___ VORLIEGENDER TEXT ___

Das sei in höfischen Kreisen Ende des 19. Jahrhunderts wohl eine Modeerscheinung gewesen, so die Museumsleiterin. In England sei diese Trinkkultur durch ähnliche Gläser aus der gleichen Zeit belegt, die in einer Sammlung im Knole House in der Nähe von Kent aufbewahrt sind. Allerdings seien dort nur noch zwei der ursprünglichen Gefäße erhalten. Im Depot von
Schloss Sondershausen gibt es zehnmal mehr der historischen Flötengläser. Wenn sich ein Zusammenhang wissenschaftlich belegen lasse, hätte das Schlossmuseum den größten bekannten Bestand an Zeugnissen einer aus England stammenden Trinktradition. Weit hergeholt sei die Verbindung nicht, erklärt Carolin Schäfer. Es sei bekannt, dass die Fürstenfamilie von Schwarzburg-sondershausen enge Verbindungen zu englischen Adelshäusern pflegt.
Neue Erkenntnisse könnte nun ein aktuelles Forschungsprojekt bringen. Experten für Glasherstellung untersuchen derzeit auch die Flötengläser, wie von der Museumschefin zu erfahren war.

___

■ SCHRIFTLICHE AUFGABE A ■
Wie viele der ursprünglichen Gefäße sind laut dem Text über die Flötengläser im Knole House noch erhalten?

___ BEREITGESTELLTE DATENSÄTZE ___

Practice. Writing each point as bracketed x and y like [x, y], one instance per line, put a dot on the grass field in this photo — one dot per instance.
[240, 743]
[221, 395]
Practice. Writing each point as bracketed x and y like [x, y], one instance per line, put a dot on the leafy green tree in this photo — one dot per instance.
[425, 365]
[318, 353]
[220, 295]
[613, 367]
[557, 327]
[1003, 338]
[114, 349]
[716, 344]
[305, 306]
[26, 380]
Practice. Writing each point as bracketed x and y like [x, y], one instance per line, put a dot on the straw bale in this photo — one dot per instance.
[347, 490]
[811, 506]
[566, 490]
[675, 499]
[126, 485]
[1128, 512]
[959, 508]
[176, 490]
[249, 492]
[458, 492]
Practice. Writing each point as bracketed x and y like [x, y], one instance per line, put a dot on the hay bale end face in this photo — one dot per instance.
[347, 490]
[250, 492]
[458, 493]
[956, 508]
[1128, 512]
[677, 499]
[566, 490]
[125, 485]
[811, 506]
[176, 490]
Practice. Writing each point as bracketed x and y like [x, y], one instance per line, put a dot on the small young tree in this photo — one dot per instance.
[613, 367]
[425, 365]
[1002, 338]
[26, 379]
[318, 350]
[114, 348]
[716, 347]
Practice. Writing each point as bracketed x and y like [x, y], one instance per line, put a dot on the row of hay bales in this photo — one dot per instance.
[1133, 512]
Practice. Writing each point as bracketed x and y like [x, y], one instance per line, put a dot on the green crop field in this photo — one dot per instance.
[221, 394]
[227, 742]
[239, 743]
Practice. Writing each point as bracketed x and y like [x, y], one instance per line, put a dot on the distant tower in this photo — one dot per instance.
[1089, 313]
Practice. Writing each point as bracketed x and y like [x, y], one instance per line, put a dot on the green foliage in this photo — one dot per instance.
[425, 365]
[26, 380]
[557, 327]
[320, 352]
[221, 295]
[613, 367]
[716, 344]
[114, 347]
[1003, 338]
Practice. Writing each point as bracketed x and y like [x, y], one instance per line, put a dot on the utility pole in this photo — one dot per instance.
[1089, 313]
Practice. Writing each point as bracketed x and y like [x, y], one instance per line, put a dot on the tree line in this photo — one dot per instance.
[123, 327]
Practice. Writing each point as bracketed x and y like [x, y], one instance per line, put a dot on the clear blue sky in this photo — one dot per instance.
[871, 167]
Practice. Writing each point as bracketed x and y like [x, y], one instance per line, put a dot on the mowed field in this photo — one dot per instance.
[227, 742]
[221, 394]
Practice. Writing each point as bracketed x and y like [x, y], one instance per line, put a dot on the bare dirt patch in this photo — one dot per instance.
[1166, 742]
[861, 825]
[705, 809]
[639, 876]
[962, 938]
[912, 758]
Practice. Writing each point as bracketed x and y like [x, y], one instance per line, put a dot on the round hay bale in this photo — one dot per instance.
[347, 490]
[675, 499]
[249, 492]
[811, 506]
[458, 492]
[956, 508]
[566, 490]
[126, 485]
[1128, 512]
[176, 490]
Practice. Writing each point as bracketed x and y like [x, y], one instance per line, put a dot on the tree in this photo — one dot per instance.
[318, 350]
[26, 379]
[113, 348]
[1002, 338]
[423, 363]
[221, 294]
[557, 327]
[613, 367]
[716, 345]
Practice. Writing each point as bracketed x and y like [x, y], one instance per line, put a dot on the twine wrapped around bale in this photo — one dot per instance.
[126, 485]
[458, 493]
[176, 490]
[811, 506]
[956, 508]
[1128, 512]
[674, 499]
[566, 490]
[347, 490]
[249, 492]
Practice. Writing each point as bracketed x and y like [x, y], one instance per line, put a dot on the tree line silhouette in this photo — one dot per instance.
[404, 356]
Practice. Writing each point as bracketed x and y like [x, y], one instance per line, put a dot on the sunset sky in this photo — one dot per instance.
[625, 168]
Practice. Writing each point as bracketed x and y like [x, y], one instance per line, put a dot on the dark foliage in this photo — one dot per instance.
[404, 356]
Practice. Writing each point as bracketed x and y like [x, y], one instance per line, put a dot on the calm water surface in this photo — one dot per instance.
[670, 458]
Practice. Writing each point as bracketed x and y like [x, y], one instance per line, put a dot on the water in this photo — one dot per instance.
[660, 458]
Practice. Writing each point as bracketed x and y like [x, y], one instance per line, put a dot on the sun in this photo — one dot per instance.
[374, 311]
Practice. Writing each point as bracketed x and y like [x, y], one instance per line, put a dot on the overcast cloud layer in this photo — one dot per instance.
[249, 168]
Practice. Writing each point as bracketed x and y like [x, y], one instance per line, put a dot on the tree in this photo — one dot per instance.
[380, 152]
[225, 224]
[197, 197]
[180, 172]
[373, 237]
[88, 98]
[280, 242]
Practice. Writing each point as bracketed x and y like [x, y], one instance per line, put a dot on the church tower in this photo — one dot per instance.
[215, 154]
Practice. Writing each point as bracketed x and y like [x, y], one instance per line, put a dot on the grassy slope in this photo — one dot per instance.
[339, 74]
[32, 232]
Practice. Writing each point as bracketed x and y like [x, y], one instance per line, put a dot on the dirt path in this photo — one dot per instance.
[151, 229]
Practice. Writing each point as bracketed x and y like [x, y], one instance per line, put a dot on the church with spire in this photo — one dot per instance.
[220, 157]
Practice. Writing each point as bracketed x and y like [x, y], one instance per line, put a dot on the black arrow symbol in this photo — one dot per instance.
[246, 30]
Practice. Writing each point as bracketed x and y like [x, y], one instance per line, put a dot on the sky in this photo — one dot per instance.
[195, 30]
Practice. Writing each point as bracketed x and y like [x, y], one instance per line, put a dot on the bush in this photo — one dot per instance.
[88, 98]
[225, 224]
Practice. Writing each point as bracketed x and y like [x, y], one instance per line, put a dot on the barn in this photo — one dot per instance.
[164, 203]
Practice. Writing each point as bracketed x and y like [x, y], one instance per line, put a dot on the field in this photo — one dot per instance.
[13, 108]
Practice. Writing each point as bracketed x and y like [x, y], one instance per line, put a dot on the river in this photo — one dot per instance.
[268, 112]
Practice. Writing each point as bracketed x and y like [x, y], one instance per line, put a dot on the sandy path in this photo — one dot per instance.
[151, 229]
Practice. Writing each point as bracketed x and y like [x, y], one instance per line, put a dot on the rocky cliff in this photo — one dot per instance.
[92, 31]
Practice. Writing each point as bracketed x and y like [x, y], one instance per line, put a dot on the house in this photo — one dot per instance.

___

■ SCHRIFTLICHE AUFGABE B ■
Extrahiere aus den Datensätzen jede Zeile, die die Zeichenfolge "church" enthält. Dabei zählt die Groß- und Kleinschreibung.

■ ERGEBNIS DER AUFGABE A ■
Zwei.

■ ERGEBNIS DER AUFGABE B ■
Practice. Writing each point as bracketed x and y like [x, y], one instance per line, put a dot on the church tower in this photo — one dot per instance.
Practice. Writing each point as bracketed x and y like [x, y], one instance per line, put a dot on the church with spire in this photo — one dot per instance.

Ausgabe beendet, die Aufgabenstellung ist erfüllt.